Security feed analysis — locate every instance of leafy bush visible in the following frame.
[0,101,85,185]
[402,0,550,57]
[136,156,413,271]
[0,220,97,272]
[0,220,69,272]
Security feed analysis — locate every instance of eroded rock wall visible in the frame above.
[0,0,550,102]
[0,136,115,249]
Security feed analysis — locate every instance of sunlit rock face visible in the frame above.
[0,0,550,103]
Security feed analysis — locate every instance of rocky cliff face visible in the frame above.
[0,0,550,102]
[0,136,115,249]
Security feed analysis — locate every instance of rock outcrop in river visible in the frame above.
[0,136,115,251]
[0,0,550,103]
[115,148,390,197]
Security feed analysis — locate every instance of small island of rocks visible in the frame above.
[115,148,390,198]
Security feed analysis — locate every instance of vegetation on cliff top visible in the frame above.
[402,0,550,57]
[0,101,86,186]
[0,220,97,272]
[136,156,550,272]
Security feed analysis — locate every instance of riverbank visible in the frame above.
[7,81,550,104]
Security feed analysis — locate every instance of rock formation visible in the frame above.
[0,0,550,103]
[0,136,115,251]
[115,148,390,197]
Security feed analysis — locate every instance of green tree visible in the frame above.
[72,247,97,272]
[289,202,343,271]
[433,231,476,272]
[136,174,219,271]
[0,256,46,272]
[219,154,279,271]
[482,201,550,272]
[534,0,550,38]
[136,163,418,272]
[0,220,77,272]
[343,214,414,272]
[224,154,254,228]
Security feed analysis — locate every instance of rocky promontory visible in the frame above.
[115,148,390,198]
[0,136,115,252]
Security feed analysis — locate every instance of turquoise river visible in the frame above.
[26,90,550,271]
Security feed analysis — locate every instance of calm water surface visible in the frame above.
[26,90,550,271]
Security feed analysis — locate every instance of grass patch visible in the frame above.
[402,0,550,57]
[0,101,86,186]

────────────────

• [Stated exercise]
Rewrite all the items above as a JSON list of strings, with one string for each line and no blank lines.

• [Answer for this exercise]
[
  "Security feed analysis — locate every instance of leafy bush visible in the following frame.",
  "[0,101,85,185]",
  "[402,0,550,57]",
  "[136,156,413,271]",
  "[0,220,97,272]",
  "[0,220,69,272]",
  "Security feed analysis — locate every instance of eroded rock wall visible in the frame above.",
  "[0,0,550,102]",
  "[0,136,115,249]",
  "Security feed analysis — locate every instance of sunlit rock face visible in the frame above.",
  "[0,0,550,103]",
  "Security feed analysis — locate every instance of rocky cliff face visible in the frame above.",
  "[0,0,550,102]",
  "[0,136,115,249]",
  "Security feed analysis — locate every instance of rock outcrop in river visible in the frame above.",
  "[0,136,115,251]",
  "[0,0,550,103]",
  "[115,148,390,197]",
  "Security feed analysis — locate every instance of small island of rocks visible in the frame above.",
  "[115,148,390,198]",
  "Security feed analysis — locate every instance of vegetation on cliff top visible in the frame above.",
  "[402,0,550,57]",
  "[0,101,86,186]",
  "[0,220,97,272]",
  "[136,156,550,272]",
  "Security feed analysis — locate every instance of riverbank visible in the frame above.",
  "[7,81,550,104]",
  "Security feed analysis — locate every instance of rock formation visible in the frame above.",
  "[0,0,550,103]",
  "[0,136,115,251]",
  "[115,148,390,197]",
  "Security feed analysis — locate every instance of green tree visible in the frame above.",
  "[72,247,97,272]",
  "[289,202,343,271]",
  "[433,231,476,272]",
  "[136,174,219,271]",
  "[0,256,46,272]",
  "[219,154,279,271]",
  "[482,201,550,272]",
  "[534,0,550,38]",
  "[136,163,418,272]",
  "[0,220,77,272]",
  "[343,214,414,272]",
  "[224,154,254,228]",
  "Security feed analysis — locate every instance of rocky promontory visible in the frame above.",
  "[115,148,390,198]",
  "[0,136,115,252]",
  "Security feed analysis — locate every instance of turquoise river visible in the frame above.",
  "[26,90,550,271]",
  "Security feed analysis — locate every instance of calm water surface visible in the frame above.",
  "[26,90,550,271]",
  "Security feed analysis — locate every instance of grass patch visible in the frame above.",
  "[402,0,550,57]",
  "[0,101,86,186]"
]